Texte à lire:
-----

Si l'on vivait cent vingt ans, on préférerait Titien à tout. Ce n'est pas l'homme des jeunes gens. Il est le moins maniéré et par conséquent le plus varié des peintres. Les talents maniérés n'ont qu'une pente, qu'une habitude. Ils suivent l'impulsion de la main plus qu'ils ne la dirigent. Le talent le moins maniéré doit être le plus varié: il obéit à chaque instant à une émotion vraie. Il faut qu'il rende cette émotion: la parure, une vaine montre de sa facilité ou de son adresse ne l'occupent point il méprise au contraire tout ce qui ne le conduit pas à une plus vive expression de sa pensée.

C'est celui qui dissimule le plus l'exécution ou qui a l'air d'y prendre le moins garde.

Il y a des gens qui ont naturellement du goût: mais chez ceux-là mêmes il s'augmente avec l'âge et s'épure. Le jeune homme est pour le bizarre, pour le forcé, pour l'ampoulé. N'allez pas appeler froideur ce que j'appelle goût. Ce goût que j'entends est une lucidité de l'esprit qui sépare à l'instant ce qui est digne d'admiration de ce qui n'est que faux brillant. En un mot, c'est la maturité de l'esprit.

Chez Titien commence cette largeur de faire qui tranche avec la sécheresse de ses devanciers et qui est la perfection de la peinture. Les peintres qui recherchent cette sécheresse primitive, toute naturelle dans des écoles qui s'essayent et qui sortent de sources presque barbares, sont comme des hommes faits qui, pour se donner un air naïf, imiteraient le parler et les gestes de l'enfance. Cette largeur du Titien, qui est la fin de la peinture et qui est aussi éloignée de la sécheresse des premiers peintres que de l'abus monstrueux de la touche et de la manière lâche des peintres de la décadence de l'art.

L'antique est ainsi. Je relis maintenant les expressions de l'admiration de quelques-uns de ses contemporains. Leurs éloges ont quelque chose d'incroyable: que devaient être en effet ces prodigieux ouvrages dans lesquels aucune partie ne portait de traces de négligence, mais dans lesquels, au contraire, la finesse de la touche, le fondu, la vérité et l'éclat incroyable des teintes étaient dans toute leur fraîcheur, et auxquels le temps et les accidents inévitables n'avaient encore rien enlevé ! Arétin, dans un dialogue instructif sur les peintres de ce temps, après avoir détaillé avec admiration quantité de ses ouvrages, s'arrête en disant: «Mais je me retiens et passe doucement sur ses louanges, parce que je suis son compère et parce qu'il faudrait être absolument aveugle pour ne pas voir le soleil.»

Il dit après et je pourrais le mettre avant: «Notre Titien est donc divin et sans égal dans la peinture, etc.» Il ajoute: «Concluons que, quoique jusqu'ici il y ait eu plusieurs excellents peintres, ces trois méritent et tiennent le premier rang: Michel-Ange, Raphaël et Titien.»

-----

Matériel fourni:
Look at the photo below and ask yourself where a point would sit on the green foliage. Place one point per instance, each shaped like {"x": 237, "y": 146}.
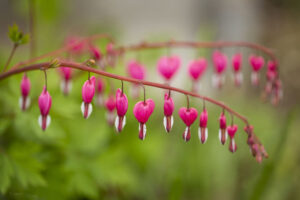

-----

Travail demandé:
a. Dites si chacune de ces affirmations s'accorde avec le texte sur Titien, en répondant par oui ou par non et en citant textuellement les mots qui tranchent. (i) Le talent le plus maniéré est aussi le plus varié. (ii) Le jeune homme penche vers le bizarre et l'ampoulé. (iii) Arétin met Titien au premier rang avec Michel-Ange et Raphaël.
b. Donnez la suite du texte sur Titien, à partir de sa dernière phrase.
Le matériel fourni n'intervient pas dans ce travail.

Corrigé:
a.
(i) Non : « Le talent le moins maniéré doit être le plus varié »
(ii) Oui : « Le jeune homme est pour le bizarre, pour le forcé, pour l'ampoulé. »
(iii) Oui : « ces trois méritent et tiennent le premier rang: Michel-Ange, Raphaël et Titien. »

b.
Je sais bien que cette qualité de coloriste est plus fâcheuse que recommandable auprès des écoles modernes qui prennent la recherche seule du dessin pour une qualité et qui lui sacrifient tout le reste. Il semble que le coloriste n'est préoccupé que des parties basses et en quelque sorte terrestres de la peinture: qu'un beau dessin est bien plus beau quand il est accompagné d'une couleur maussade, et que la couleur n'est propre qu'à distraire l'attention qui doit se porter vers des qualités plus sublimes qui se passent aisément de son prestige. C'est ce qu'on pourrait appeler le côté abstrait de la peinture, le contour étant l'objet essentiel ; ce qui met en seconde ligne, indépendamment de la couleur, d'autres nécessités de la peinture telles que l'expression, la juste distribution de l'effet et la composition elle-même.

L'école qui imite avec la peinture à l'huile les anciennes fresques commet une étrange méprise. Ce que ce genre a d'ingrat, sous le rapport de la couleur, et les difficultés matérielles qu'il impose à un talent timide, demande dans le peintre une légèreté, une sûreté, etc...

La peinture à l'huile porte au contraire à une perfection dans le rendu qui est le contraire de cette peinture à grands traits ; mais il faut que tout y concorde, la magie des fonds, etc...

C'est une espèce de dessin plus propre à s'allier aux grandes lignes de l'architecture dans des décorations qu'à exprimer les finesses et le précieux des objets.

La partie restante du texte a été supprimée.